━━━━━ Source extract ━━━━━

With regard to the sand or lack of it, perps are rarely fully filled and it look slike the bed joints were OK until the last few where they were probably stretching out the last mix of the day. I hope he's not working to that string line in the second picture though :wink: Mix looks alright to me as its still very green, should dry out Ok. A lot of the colour will be goverened by the colour of the sand being used.

Jason


----------



## Dibs-h (18 Aug 2009)

jasonB":3siz1l0o said:


> I hope he's not working to that string line in the second picture though :wink:
> Jason



That does look way off. What's the upright that has been placed on the external corner (in the same picture as above)? I can see it's purpose - has it got a name?


----------



## jasonB (18 Aug 2009)

Its a gauge rod but probably has a propriatory name.

Jason


----------



## Dibs-h (18 Aug 2009)

jasonB":3dlm8ds6 said:


> Its a gauge rod but probably has a propriatory name.
> 
> Jason



Thanks Jason - bit of googling got me,

_Gauge Rod:
Used to control the level of each course of a wall as the corners are built. Made from 50mm x 25mm wooden batten and long enough to reach one storey high of the building; the top of each course is marked, with saw kerfs, to the specified brickwork gauge. Used from a level datum set at external, and internal, corners the rod controls both the vertical rise of the work and its level from corner to corner. The levels of window and door heads can be included._

So will have to make one for my workshop build.


----------



## RogerS (18 Aug 2009)

That's what a gauge rod is, true. But that ain't a gauge rod as I can't see any correlation between the holes and the courses. I think it's called '_a gash bit of angle iron wot we fix to the corner so we can tie our string'_.

At least they haven't (hopefully) done what one builder our way did...used a flagpole as his vertical reference line. Or not, since the flagpole made the Leaning Tower of Pisa look very upright.


----------



## Oldman (18 Aug 2009)

The drainage run is following the new walls of the building so L shaped for stormwater. So from far end its Trapped gully-110mm pipe-sweep tee picks up the french drain- 90 deg bend-tee for 2 x Aco sections via a trap-more 110mm pipe and into manhole (combined service)
The toilet pipework is a vent stack with hopefully later today an upstairs toilet takoff, other bathroom wastes into it, down to ground level where it enters the manhole too. downstairs loo also enters the same manhole so its a bit busy in there.

━━━━━

• Tasks to carry out:
A - Answer these questions from the forum thread on building work:
(i) What size of wooden batten is a gauge rod made from, according to the quoted definition?
(ii) What did one builder use as his vertical reference line, according to RogerS?
(iii) What does the first post say will largely govern the color of the mix?
B - Return each line of the listing that contains the word "dealership", matching case exactly.
The thread and the listing that follows it come from unrelated sources.

━━━━━ Input for this task ━━━━━

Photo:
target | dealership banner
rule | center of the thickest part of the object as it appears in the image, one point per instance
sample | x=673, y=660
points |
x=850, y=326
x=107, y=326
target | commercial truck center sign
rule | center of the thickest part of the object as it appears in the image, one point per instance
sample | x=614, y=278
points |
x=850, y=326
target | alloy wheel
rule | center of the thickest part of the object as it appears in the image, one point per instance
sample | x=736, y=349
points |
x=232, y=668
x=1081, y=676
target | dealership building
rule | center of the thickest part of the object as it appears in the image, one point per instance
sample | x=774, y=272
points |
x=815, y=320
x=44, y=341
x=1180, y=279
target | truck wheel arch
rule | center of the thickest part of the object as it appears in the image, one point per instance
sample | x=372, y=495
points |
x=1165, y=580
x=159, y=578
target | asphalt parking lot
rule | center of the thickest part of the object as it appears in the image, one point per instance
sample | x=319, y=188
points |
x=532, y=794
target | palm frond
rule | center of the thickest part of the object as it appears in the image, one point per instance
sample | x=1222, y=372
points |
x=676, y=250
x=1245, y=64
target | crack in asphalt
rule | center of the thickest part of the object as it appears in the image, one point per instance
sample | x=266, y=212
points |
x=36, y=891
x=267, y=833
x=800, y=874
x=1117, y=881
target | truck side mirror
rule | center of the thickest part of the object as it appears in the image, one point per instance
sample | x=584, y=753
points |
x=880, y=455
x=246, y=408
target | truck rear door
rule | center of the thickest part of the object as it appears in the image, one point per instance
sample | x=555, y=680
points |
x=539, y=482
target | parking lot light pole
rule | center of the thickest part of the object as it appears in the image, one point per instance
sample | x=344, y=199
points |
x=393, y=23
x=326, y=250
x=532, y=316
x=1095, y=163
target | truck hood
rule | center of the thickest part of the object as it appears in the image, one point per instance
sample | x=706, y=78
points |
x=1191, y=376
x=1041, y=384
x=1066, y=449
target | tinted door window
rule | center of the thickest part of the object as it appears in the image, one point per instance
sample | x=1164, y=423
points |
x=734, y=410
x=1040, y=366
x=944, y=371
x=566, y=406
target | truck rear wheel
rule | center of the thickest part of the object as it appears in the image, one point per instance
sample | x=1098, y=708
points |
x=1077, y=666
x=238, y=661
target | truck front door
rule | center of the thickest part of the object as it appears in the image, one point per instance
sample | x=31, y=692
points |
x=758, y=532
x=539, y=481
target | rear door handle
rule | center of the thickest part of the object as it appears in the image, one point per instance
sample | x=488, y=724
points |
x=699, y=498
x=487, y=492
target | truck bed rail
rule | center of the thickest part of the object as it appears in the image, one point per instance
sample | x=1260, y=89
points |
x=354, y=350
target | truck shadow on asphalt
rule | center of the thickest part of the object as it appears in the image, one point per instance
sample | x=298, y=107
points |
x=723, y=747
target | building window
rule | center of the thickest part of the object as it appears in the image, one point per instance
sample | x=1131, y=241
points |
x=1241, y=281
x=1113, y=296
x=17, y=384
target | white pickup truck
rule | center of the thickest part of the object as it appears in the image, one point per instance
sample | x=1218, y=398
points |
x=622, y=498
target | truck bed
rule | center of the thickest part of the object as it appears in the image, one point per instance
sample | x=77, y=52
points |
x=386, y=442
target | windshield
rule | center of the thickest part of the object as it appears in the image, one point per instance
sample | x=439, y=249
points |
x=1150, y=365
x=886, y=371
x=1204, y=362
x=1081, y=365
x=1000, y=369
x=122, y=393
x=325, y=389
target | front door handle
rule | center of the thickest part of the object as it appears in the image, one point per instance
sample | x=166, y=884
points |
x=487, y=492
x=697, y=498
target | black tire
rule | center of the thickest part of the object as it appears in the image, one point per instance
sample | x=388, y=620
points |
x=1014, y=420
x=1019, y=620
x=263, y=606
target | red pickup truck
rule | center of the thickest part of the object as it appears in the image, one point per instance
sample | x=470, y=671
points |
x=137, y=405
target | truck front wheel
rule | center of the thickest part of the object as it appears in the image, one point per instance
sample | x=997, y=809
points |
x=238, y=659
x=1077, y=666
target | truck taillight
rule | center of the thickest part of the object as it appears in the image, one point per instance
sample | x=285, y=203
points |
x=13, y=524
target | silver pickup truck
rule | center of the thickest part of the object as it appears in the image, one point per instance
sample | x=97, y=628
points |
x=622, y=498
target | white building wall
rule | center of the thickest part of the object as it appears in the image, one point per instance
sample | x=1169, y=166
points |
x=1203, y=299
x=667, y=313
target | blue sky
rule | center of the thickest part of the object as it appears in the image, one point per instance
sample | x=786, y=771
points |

━━━━━

• Responses by task:
A -
(i) 50mm x 25mm
(ii) A flagpole
(iii) The color of the sand being used

B -
target | dealership banner
target | dealership building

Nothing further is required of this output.